Passage shown =>
Pakistan has linked transit of United States military cargo at the time of withdrawal from Afghanistan with certification that Washington would not transit any hazardous waste material and uranium ammunition through its land.
The decision reinforces Islamabad’s policy of barring transportation of lethal goods by the US forces through land route at the time of withdrawal from Afghanistan, expected to start from next year.
The federal government took the decision on the basis of recommendations given by Inter-Ministerial Commission having representation of Nuclear Regulatory Authority as well. The government has notified changes in Customs General Order (CGO) of 2012 that governs the supplies to the Nato and the US forces fighting in Afghanistan.
According to the Customs General Order, Pakistan has allowed the US military cargo and non-containerised equipment to enter its territory at Torkham and Chaman borders. It adds, at the time of entry the US will produce a certificate that the equipment is “free of hazardous waste material, including depleted uranium ammunition as defined and classified in Basel Convention on the control of Trans-boundary Movement of Hazardous Waste and their Disposal”.
While talking to The Express Tribune, an official of the Federal Board of Revenue – the issuing authority of the CGO – said that the border officials were equipped to verify the claims of hazardous free materials. He said in this regard Pakistan Nuclear Regulatory Authority (PNRA) has given training to the officials concerned besides PNRA will also be involved in the exercise.

Dataset extract =>
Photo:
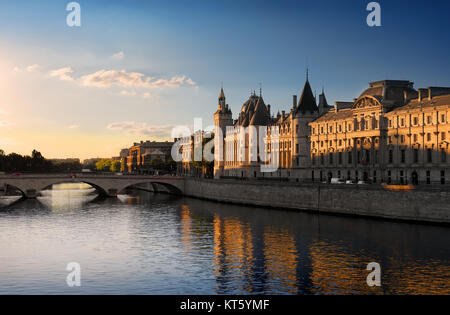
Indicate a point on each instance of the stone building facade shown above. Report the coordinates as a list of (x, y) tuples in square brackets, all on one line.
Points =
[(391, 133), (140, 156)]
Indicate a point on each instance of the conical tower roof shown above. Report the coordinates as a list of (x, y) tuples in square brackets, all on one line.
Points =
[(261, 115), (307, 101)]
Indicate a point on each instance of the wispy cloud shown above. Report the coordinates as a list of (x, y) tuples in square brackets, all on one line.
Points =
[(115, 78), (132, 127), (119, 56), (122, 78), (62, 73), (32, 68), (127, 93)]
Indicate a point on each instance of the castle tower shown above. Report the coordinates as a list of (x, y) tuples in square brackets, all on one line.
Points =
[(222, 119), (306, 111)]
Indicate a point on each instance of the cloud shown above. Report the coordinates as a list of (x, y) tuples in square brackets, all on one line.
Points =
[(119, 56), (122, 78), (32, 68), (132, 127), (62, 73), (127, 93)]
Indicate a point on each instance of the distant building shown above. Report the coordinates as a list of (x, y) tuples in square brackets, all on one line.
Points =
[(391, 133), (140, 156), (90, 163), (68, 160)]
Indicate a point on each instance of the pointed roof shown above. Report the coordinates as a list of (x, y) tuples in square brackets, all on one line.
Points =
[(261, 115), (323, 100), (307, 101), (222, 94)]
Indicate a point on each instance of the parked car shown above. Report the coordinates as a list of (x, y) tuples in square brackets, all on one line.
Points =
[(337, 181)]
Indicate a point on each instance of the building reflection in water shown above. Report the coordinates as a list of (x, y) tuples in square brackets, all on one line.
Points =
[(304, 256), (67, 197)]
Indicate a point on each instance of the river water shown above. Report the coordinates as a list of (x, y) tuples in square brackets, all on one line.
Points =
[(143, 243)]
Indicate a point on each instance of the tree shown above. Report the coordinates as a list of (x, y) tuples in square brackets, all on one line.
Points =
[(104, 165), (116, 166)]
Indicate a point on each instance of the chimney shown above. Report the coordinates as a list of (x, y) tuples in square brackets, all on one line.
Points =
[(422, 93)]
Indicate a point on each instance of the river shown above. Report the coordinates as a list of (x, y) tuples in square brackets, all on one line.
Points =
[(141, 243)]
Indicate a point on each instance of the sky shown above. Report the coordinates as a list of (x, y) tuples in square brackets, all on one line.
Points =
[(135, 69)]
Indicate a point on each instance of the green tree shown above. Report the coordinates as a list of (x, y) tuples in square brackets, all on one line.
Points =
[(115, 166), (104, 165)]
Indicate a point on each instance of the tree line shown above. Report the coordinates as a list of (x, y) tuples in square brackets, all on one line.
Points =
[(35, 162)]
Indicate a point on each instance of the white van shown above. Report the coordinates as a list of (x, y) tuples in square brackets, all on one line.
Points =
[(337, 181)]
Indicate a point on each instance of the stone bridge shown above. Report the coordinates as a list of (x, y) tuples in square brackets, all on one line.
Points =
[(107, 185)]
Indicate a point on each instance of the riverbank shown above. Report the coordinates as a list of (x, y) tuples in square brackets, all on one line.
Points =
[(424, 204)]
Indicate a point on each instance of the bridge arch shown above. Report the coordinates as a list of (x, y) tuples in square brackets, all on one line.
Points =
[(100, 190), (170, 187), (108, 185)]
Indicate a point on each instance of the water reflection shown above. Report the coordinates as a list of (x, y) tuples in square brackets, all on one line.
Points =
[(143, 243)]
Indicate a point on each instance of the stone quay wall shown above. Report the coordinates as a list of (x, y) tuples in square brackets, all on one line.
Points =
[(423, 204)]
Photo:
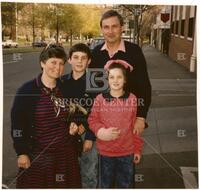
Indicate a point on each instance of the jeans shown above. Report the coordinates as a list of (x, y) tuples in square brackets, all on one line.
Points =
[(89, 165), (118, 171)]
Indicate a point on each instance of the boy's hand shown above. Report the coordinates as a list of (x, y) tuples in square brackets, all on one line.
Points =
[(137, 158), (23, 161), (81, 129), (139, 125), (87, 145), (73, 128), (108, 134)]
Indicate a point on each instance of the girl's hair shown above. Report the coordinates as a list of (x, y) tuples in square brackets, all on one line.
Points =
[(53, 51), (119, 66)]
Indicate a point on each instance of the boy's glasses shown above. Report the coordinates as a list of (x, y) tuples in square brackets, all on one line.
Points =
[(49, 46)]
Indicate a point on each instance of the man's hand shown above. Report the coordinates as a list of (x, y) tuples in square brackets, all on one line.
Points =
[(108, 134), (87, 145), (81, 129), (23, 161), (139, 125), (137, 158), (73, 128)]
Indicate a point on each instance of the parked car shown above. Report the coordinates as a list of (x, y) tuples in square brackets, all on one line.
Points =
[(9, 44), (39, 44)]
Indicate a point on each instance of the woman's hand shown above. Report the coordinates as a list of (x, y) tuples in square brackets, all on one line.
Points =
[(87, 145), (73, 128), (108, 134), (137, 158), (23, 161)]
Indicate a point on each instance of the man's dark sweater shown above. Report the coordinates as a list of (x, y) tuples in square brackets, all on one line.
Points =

Action item => Carry on the news report on Pakistan's conditions for US military cargo transit, starting after its final sentence. The records play no part in the work on this page.

Written response =>
He maintained the US will by no means be allowed to transit lethal weapons and heavy military equipment through land routes. The official said according to the commission’s decision the prevailing security situation does not allow for any such move. The official said Pakistan’s perception was that the US would either airlift the heavy weapons or use northern corridor to transport their lethal weapons.
Pakistan has made another amendment in the CGO of 2012. It has decided to accept whatever value the US would declare of its goods that it will withdraw from Afghanistan and transport to the US through Pakistani territory. Under the Customs laws, the value of any good being in transit through the territory has to be declared for calculating duties.
“Under the international conventions, the duties are not charged on goods in transit so whatever value the US would declare would have no effect on our revenues,” the FBR official said.
The US and Nato supplies are now governed under an agreement, signed in July last year between Pakistan and the US. The agreement, according to defence ministry’s statement, had been drafted in light of the United Nations Charter and in line with the recommendations of the parliament. Under the agreed terms, the supply of ammunition is not permitted to Afghanistan but supply of weapons to Afghan National Army has been allowed.
Published in The Express Tribune, January 2nd, 2013.